:: Text extract ::
○ ○ ○ ○
224 216.244.66.250 - - 27/Aug/2017:08:02:49 +0000 GET /robots.txt HTTP/1.1 200 359 - Mozilla/5.0 (compatible; DotBot/1.1; http://ww...
142 86.183.91.158 - - 27/Aug/2017:07:50:23 +0000 GET /favicon.ico HTTP/1.1 404 503 - MobileSafari/602.1 CFNetwork/811.5.4 Darwin/16...
243 73.246.74.104 - - 27/Aug/2017:08:08:02 +0000 GET /irene/cross/12-jesus-dies-on-the-cross.jp... 200 77292 https://www.bing.com/ Mozilla/5.0 (Windows NT 10.0; Win64; x64) Appl...

Reading json from a web data service¶

More and more forward-thinking companies and government services make data available by simple web requests. Here is an example, stop-and-search data from data.police.uk.

The first step is to import the Python module for making web requests. When I'm developing data code I like to build it up in small steps, which means lots of repeated requests, so I also like to use another Python module which caches responses. This means I don't hammer the service unnecessarily.

In [15]:
import requests, requests_cache
requests_cache.install_cache('data/stopsearch')

The API documentation tells us the URL for fetching a list of available data. Let's try it.
○ ○ ○ ○
:: Written exercise A ::
Reproduce the passage of the JSON web-data tutorial from "More and more" to "data from data.police.uk.".
:: Written exercise B ::
Write the next part of the tutorial on reading JSON from a web data service, picking up right after its final sentence.

:: Extracted information ::
○ ○ ○ ○
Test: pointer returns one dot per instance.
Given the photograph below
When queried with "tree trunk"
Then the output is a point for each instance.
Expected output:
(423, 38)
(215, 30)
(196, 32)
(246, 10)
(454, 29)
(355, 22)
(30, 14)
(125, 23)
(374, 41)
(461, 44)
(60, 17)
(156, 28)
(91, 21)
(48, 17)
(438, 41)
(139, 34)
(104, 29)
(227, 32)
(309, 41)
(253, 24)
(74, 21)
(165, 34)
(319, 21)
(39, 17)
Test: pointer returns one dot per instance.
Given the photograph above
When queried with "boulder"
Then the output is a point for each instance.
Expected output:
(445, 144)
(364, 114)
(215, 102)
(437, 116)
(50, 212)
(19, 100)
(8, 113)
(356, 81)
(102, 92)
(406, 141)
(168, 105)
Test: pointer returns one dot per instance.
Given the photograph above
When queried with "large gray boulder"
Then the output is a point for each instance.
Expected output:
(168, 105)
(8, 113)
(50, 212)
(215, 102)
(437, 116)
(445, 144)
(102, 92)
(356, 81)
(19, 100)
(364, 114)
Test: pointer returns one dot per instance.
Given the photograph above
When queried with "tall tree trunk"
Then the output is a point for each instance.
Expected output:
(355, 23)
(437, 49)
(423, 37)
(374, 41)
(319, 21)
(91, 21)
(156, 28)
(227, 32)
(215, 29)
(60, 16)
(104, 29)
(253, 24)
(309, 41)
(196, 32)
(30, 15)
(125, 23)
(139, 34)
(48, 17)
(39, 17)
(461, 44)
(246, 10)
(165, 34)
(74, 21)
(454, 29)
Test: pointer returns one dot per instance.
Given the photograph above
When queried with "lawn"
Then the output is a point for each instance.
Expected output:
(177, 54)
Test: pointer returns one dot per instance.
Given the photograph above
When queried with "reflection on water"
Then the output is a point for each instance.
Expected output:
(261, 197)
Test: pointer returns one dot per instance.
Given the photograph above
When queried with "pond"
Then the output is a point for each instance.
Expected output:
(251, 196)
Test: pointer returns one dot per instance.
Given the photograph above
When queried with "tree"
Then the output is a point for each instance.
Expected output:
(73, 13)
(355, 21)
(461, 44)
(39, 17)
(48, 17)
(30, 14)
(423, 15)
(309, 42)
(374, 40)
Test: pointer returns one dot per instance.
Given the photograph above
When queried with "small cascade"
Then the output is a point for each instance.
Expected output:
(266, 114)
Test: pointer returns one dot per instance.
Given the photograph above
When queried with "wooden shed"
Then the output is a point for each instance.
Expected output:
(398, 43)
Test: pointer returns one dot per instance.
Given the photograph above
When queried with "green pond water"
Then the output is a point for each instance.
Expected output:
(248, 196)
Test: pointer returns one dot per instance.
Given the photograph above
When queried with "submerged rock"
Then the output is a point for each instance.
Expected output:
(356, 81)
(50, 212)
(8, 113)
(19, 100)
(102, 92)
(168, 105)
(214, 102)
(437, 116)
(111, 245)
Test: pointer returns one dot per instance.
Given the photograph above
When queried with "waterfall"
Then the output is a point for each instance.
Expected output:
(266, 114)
○ ○ ○ ○
:: Right answer A ::
More and more forward-thinking companies and government services make data available by simple web requests. Here is an example, stop-and-search data from data.police.uk.

:: Right answer B ::
In [16]:
# Make the request. This should print out <Response [200]>, meaning successfully retrieved
AVAILABILITY_URL = 'https://data.police.uk/api/crimes-street-dates'
stations_resp = requests.get(AVAILABILITY_URL)
stations_resp
Out[16]:
<Response [200]>

Now let's look at the body of the response. It's likely to be very long, so we'll only print out the first 300 characters.

In [17]:
stations_resp.text[:300]
Out[17]:
'[{"date":"2023-09","stop-and-search":["avon-and-somerset","bedfordshire","btp","cambridgeshire","city-of-london","cleveland","cumbria","derbyshire","dorset","durham","essex","gloucestershire","hampshire","hertfordshire","kent","lancashire","leicestershire","lincolnshire","merseyside","norfolk","nort'

It looks like JSON, "JavaScript Object Notation", a common format for web data services.

It's easy to convert it into Python dictionaries and lists, with requests.get(...).json(). Now we can explore what it contains. (Alternatively, just read the web service documentation, if we trust it!)

In [18]:
x = requests.get(AVAILABILITY_URL).json()

print(type(x))      # x = [...]
print(type(x[0]))   # x = [{...}, ...]
print(x[0].keys())  # x = [{date, stop-and-search}, ...]
print(x[0])         # x = [{date, stop-and-search:[area,area,...]}, ...]
<class 'list'>
<class 'dict'>
dict_keys(['date', 'stop-and-search'])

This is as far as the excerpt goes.